═════ Extrait du texte

Le manque d’oxygène dans l’eau aveuglera les invertébrés marins
Des biologistes marins viennent de démontrer, pour la première fois, que de faibles niveaux d’oxygène dans l’eau peuvent rendre aveugle les invertébrés marins.
Image d’entête : larve de pieuvre à deux points. (Lilly McCormick)
Avec la hausse des températures mondiales qui fait déjà baisser les niveaux d’oxygène marin, au point de produire et d’exacerber les » zones mortes » côtières, cela pourrait devenir un grave problème.
De nombreux invertébrés marins, tout comme d’autres animaux aux yeux fonctionnels et complexes, dépendent de la vision pour leur survie. Cela les aide à trouver leurs proies, à éviter les prédateurs et à trouver un abri.
C’est particulièrement important pour les crustacés et les céphalopodes comme les seiches, les calmars et les poulpes, dont les larves vulnérables sont des proies assez faciles, car elles migrent verticalement vers la surface de l’eau pendant la nuit à la recherche de nourriture, et vers le fond marin pendant le jour pour se reposer et s’abriter.
Il est bien établi que le manque d’oxygène, appelé hypoxie, peut avoir un impact significatif sur la vision humaine. En 2017, les biologistes Lillian McCormick et Lisa Levin de l’Institut d’océanographie Scripps (Californie/ Etats-Unis) ont proposé que le même mécanisme pourrait également avoir un impact sur les organismes marins.
Ils ont donc prélevé les larves d’une variété d’animaux de l’océan Pacifique au large de la côte sud de la Californie pour le découvrir : de calmars Encornet de Californie (Doryteuthis opalescens), de pieuvre à deux points (Octopus bimaculatus), de galathées pélagique (Pleuroncodes planipes) et de crabe Metacarcinus gracilis.
Ils les ont ensuite inspectés à l’aide d’un appareil conçu sur mesure pour étudier la réponse aux stimuli visuels chez de minuscules créatures marines.
Pour ce faire, les larves sont placées sur un plateau de microscope dans de l’eau de mer renouvelée dont le niveau d’oxygène diminue. Pendant ce temps, elles sont exposées à des variations lumineuses conçues pour obtenir une réaction visuelle, surveillées par des électrodes connectées à la rétine.
Selon M. McCormick :
Imaginez l’appareil comme une machine à électrocardiogramme pour l’œil. Au lieu de mesurer l’activité électrique du cœur, on regarde la partie de l’œil appelée rétine.
Les changements dans la vision des animaux furent frappants. Dès que les niveaux d’oxygène ont chuté sous la surface de l’océan, leur vue a diminué, surtout chez le crabe et les larves de calmar, qui étaient presque complètement aveugles au moment où l’oxygène était à son point le plus bas, 20 % des niveaux de surface.
Les poulpes s’en sont mieux sortis et les galathées pélagique encore mieux, mais au niveau le plus bas, ils étaient quand même malvoyants. Les quatre espèces ont connu une perte de vision de 60 à 100 %.
Mais il n’y a pas que des mauvaises nouvelles. Lorsque les niveaux d’oxygène sont revenus à la normale, après une demi-heure, la vue de la plupart des espèces est revenue à la normale. Cela signifie que les effets de l’hypoxie sur la vision des invertébrés marins pourraient être temporaires.

══════════

Énoncé >> Recopiez le passage de l'article sur la vision des invertébrés marins qui commence aux mots "Il est bien" et se termine après "crabe Metacarcinus gracilis.". Remplacez-y "mécanisme" par "phénomène".

═════ Données extraites

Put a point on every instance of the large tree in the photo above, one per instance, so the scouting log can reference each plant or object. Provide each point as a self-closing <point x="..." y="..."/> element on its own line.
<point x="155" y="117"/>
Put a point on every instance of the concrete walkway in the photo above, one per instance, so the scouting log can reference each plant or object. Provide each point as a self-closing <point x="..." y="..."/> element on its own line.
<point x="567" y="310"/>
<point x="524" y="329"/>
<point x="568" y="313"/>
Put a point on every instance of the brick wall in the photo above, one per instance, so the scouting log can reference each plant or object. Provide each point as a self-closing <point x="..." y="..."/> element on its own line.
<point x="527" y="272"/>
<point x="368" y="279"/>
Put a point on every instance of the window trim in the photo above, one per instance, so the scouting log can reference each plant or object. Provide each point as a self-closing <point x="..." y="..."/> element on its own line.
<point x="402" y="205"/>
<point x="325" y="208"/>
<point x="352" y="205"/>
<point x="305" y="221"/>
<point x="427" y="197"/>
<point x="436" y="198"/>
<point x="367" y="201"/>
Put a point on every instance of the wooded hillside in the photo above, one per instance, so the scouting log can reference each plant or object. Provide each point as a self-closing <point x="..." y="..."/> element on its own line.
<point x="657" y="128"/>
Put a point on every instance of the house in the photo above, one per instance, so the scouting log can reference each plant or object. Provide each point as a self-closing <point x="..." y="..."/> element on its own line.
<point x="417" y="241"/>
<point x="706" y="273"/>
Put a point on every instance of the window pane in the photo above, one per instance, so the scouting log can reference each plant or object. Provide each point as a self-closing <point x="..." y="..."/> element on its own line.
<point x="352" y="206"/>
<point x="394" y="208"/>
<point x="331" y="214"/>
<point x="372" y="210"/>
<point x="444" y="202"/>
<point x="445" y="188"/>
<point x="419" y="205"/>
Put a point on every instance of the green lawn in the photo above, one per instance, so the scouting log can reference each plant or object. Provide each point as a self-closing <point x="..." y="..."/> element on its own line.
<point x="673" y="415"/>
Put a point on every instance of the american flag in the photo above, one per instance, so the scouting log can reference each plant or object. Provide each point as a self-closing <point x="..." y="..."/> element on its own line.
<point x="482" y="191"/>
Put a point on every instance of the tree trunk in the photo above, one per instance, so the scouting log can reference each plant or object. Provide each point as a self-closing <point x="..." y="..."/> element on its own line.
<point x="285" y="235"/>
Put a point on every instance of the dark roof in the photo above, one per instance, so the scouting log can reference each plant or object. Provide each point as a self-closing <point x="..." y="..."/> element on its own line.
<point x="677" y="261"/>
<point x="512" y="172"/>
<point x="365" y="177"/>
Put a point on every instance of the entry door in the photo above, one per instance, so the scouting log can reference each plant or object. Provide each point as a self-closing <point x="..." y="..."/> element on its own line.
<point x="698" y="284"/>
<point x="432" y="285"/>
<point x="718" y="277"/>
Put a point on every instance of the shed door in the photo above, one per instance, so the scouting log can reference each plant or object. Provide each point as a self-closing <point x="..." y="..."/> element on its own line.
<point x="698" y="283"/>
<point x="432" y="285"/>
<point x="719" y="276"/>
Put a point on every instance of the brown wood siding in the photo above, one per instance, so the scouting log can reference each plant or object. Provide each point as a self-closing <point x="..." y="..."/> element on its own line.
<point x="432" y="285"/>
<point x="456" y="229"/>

══════════
═════ Données extraites

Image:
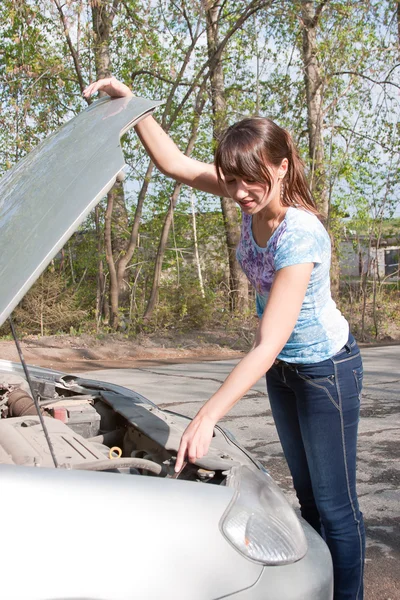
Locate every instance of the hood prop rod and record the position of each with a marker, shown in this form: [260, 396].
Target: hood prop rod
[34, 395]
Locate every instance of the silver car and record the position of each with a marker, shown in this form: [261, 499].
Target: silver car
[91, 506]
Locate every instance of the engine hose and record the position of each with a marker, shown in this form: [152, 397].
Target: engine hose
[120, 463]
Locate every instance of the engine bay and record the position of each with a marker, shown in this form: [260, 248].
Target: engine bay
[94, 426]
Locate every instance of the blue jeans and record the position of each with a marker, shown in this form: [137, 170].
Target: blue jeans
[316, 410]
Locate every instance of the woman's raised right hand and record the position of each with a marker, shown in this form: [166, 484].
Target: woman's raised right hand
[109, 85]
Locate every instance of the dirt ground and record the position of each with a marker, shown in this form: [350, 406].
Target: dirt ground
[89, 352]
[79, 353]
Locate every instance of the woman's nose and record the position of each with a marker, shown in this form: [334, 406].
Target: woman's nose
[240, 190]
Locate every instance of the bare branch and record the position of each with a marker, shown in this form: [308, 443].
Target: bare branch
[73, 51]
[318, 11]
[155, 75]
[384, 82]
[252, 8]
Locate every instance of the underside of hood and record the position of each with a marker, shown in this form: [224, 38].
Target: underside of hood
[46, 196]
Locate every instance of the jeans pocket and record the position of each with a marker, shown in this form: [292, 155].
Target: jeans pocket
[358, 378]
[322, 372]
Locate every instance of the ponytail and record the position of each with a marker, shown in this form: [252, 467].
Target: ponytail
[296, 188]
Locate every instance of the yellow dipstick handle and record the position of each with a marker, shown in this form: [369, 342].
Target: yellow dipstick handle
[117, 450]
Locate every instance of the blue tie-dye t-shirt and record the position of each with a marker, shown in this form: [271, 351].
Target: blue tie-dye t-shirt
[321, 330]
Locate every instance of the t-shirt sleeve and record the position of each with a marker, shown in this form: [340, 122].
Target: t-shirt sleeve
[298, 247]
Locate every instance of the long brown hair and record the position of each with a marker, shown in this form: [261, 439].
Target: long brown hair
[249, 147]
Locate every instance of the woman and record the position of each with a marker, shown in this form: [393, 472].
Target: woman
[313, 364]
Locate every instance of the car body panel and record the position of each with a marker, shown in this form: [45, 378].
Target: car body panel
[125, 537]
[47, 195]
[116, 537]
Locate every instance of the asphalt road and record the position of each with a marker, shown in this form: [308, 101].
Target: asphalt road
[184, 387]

══════════

Corrigé >>
Il est bien établi que le manque d’oxygène, appelé hypoxie, peut avoir un impact significatif sur la vision humaine. En 2017, les biologistes Lillian McCormick et Lisa Levin de l’Institut d’océanographie Scripps (Californie/ Etats-Unis) ont proposé que le même phénomène pourrait également avoir un impact sur les organismes marins.
Ils ont donc prélevé les larves d’une variété d’animaux de l’océan Pacifique au large de la côte sud de la Californie pour le découvrir : de calmars Encornet de Californie (Doryteuthis opalescens), de pieuvre à deux points (Octopus bimaculatus), de galathées pélagique (Pleuroncodes planipes) et de crabe Metacarcinus gracilis.